### THE EXERCISE
Every line from the one with "Place one point per instance of the ant leg." through the end of the records below should be restated word for word, and nothing outside that span.

Point placement records:
· · · · ·

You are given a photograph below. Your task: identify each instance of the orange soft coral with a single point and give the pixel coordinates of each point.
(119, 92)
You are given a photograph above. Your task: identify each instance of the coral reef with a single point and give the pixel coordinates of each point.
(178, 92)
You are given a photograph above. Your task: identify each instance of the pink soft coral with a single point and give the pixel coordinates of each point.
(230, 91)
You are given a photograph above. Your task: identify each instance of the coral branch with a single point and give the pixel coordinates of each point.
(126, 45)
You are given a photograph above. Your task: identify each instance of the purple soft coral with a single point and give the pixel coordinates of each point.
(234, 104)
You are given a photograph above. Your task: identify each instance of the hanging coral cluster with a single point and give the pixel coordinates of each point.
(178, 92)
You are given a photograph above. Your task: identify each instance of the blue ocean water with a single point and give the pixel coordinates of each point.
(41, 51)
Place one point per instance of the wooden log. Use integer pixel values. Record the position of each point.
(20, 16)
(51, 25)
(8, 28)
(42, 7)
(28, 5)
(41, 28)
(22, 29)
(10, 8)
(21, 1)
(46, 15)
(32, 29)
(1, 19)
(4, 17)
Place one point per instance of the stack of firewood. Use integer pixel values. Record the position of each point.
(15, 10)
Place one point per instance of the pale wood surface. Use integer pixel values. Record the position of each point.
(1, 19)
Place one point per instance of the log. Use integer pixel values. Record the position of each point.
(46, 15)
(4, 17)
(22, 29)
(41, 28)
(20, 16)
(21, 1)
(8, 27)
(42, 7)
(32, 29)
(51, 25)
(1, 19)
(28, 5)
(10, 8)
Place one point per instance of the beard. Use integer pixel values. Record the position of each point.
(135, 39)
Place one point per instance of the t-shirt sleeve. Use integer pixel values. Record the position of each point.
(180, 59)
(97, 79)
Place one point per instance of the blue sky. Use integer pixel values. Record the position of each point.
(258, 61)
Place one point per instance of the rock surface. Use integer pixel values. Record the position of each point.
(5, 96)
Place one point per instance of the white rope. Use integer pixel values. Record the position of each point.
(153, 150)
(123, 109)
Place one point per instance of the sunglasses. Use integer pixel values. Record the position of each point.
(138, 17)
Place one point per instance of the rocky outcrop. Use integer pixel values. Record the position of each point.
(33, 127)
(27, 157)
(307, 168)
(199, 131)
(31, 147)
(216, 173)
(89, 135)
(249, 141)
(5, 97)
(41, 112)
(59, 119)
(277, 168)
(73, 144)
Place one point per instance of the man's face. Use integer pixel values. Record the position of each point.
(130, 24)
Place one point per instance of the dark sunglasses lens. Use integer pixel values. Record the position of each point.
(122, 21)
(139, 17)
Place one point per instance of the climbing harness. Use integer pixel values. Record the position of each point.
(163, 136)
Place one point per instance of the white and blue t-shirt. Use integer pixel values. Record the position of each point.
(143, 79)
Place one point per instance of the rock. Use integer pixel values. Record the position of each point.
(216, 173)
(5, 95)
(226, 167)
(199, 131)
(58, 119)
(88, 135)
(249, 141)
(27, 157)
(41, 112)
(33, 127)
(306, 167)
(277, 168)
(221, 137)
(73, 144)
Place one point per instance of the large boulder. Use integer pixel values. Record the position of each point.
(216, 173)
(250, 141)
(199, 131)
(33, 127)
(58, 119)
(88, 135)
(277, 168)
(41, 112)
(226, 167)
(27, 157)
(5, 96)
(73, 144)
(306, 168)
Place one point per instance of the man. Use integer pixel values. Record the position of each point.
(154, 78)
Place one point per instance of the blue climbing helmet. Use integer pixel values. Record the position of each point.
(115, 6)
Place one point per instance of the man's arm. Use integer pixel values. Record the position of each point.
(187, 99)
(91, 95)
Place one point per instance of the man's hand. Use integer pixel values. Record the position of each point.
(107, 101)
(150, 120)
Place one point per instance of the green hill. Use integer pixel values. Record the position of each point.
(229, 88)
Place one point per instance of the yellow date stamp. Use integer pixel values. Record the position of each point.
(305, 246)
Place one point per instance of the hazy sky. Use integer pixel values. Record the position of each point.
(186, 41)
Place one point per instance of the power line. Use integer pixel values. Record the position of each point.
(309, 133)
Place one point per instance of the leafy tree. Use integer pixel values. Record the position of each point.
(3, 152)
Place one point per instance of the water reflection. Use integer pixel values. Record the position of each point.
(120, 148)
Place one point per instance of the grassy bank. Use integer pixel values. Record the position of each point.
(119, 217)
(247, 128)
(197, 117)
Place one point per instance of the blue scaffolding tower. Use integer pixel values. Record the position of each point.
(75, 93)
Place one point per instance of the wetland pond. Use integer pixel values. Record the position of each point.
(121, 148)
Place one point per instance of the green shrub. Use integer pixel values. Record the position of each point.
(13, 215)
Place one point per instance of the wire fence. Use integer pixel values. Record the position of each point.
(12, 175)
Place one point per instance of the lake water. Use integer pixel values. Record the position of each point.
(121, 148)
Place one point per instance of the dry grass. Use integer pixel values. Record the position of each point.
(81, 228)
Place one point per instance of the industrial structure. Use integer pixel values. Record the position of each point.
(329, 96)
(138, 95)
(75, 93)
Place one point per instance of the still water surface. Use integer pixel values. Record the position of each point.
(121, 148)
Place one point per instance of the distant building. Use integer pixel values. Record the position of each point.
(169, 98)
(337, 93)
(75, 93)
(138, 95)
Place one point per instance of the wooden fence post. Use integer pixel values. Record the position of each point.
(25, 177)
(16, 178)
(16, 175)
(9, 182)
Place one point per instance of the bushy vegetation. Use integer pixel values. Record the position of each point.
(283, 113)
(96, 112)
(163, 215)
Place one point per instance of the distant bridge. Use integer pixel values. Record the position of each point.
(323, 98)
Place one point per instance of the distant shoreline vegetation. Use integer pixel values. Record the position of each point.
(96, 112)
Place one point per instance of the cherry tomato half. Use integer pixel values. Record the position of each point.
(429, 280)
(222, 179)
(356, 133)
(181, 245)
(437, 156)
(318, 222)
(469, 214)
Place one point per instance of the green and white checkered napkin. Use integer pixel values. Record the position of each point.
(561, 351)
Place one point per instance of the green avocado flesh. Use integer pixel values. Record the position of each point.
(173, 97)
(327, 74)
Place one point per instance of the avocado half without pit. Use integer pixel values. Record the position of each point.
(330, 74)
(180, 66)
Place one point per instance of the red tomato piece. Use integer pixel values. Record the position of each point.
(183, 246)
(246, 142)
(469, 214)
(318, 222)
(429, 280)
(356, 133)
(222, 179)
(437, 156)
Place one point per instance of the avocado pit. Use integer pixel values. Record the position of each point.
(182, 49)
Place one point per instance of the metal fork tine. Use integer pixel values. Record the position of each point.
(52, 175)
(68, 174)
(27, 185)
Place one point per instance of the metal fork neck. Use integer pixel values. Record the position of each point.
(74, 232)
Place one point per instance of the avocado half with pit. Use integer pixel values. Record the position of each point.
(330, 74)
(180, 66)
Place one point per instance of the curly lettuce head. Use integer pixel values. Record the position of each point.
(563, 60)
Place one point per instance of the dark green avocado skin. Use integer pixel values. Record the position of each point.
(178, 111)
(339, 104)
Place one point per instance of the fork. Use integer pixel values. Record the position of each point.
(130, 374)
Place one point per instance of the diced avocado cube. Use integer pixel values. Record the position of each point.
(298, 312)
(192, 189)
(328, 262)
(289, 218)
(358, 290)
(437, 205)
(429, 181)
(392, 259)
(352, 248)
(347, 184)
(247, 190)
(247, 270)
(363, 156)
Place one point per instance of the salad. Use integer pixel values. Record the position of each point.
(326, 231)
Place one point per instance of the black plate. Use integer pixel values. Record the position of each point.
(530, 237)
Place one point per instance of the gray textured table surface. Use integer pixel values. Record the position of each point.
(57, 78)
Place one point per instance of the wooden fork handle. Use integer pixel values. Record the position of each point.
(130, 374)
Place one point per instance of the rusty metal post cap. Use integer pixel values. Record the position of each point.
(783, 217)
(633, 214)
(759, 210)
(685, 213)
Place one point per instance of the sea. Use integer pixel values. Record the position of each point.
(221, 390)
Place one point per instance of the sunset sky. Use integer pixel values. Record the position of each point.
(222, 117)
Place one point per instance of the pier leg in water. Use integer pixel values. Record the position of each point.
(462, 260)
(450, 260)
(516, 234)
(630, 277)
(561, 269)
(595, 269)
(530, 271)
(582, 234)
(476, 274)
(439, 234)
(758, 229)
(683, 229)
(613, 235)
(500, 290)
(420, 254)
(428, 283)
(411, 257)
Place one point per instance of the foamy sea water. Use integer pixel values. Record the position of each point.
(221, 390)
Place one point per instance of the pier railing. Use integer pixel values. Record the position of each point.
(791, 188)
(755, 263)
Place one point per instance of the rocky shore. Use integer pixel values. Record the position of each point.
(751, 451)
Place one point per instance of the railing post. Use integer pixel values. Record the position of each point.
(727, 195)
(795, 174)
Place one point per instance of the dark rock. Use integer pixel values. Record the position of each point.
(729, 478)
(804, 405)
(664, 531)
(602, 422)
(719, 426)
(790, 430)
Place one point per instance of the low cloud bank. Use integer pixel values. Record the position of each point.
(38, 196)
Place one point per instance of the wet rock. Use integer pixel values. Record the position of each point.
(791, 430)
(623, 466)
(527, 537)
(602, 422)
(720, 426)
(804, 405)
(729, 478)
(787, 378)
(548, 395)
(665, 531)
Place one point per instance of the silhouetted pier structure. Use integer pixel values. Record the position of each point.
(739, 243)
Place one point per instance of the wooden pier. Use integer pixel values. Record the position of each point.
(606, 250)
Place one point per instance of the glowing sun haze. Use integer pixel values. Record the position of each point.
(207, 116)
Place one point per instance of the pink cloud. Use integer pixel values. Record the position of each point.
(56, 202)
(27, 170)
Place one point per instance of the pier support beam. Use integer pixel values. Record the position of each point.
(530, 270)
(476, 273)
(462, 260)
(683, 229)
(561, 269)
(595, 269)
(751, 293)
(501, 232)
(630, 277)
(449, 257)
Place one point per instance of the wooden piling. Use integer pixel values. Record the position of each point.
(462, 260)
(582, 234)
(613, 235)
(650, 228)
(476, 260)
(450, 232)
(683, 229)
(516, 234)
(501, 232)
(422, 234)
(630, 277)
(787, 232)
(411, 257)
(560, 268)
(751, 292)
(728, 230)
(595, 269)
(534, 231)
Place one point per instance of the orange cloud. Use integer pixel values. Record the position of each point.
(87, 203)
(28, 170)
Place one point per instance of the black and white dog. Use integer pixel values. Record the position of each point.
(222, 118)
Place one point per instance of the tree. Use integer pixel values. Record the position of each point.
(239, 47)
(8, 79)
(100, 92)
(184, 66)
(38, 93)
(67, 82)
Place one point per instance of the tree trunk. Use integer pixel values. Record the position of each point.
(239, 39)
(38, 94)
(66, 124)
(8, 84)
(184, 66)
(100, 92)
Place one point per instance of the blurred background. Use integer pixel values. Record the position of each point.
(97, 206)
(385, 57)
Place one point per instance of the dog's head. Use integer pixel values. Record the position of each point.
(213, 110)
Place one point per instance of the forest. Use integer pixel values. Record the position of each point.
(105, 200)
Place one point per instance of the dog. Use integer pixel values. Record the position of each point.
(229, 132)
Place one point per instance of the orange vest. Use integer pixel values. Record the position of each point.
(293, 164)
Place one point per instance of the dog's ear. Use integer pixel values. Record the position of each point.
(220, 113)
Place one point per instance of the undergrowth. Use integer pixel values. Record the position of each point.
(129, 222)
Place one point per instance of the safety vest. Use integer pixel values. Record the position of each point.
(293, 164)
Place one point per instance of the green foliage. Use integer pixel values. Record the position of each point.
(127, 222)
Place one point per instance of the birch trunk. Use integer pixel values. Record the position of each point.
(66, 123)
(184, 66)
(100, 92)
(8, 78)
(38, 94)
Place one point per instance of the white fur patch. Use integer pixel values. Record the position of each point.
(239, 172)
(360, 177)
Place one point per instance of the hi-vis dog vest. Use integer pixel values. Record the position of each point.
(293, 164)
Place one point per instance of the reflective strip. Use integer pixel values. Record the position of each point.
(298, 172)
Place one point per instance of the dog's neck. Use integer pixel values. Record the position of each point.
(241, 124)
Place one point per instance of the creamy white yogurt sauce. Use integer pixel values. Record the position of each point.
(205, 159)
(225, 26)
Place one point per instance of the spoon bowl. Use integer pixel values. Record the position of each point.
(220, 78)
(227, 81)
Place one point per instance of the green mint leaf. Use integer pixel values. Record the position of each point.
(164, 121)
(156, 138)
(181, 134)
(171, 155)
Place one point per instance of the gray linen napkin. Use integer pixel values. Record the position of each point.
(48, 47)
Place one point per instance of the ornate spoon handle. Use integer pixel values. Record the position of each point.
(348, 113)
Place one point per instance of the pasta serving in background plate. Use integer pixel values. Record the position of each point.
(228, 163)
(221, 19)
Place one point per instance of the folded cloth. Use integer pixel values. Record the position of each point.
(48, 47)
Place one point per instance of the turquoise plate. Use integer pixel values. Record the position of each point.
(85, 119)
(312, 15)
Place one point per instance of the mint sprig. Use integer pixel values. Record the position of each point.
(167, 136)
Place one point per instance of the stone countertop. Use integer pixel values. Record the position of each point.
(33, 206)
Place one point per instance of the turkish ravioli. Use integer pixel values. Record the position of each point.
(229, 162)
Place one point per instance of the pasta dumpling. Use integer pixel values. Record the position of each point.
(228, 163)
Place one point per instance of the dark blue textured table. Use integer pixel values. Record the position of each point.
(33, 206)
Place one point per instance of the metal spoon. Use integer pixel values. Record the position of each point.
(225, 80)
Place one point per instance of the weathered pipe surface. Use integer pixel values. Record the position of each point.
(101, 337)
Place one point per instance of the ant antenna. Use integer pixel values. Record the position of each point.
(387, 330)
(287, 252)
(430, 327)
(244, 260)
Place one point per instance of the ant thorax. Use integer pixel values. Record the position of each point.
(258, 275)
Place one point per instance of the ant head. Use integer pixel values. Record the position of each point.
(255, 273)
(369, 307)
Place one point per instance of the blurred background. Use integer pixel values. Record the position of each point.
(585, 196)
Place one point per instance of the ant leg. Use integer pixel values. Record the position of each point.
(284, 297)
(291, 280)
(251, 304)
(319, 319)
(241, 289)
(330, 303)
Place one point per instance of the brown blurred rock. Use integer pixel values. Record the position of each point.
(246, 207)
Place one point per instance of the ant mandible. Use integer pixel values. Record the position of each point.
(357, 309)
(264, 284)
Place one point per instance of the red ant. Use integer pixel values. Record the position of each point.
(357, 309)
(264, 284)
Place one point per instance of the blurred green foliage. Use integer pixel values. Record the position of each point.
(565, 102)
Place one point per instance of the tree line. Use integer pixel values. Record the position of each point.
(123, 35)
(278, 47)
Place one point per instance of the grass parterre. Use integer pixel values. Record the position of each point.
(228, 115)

· · · · ·

### ANSWER IN FULL
Place one point per instance of the ant leg. Use integer pixel values. Record the position of each point.
(284, 297)
(291, 280)
(251, 304)
(319, 319)
(241, 289)
(330, 303)
Place one point per instance of the brown blurred rock. Use integer pixel values. Record the position of each point.
(246, 207)
Place one point per instance of the ant mandible. Use integer pixel values. Record the position of each point.
(357, 309)
(264, 284)
Place one point per instance of the red ant. Use integer pixel values. Record the position of each point.
(357, 309)
(264, 284)
Place one point per instance of the blurred green foliage. Use integer pixel values. Record the position of each point.
(565, 102)
Place one point per instance of the tree line. Use integer pixel values. Record the position of each point.
(123, 35)
(278, 47)
Place one point per instance of the grass parterre. Use integer pixel values. Record the position of each point.
(228, 115)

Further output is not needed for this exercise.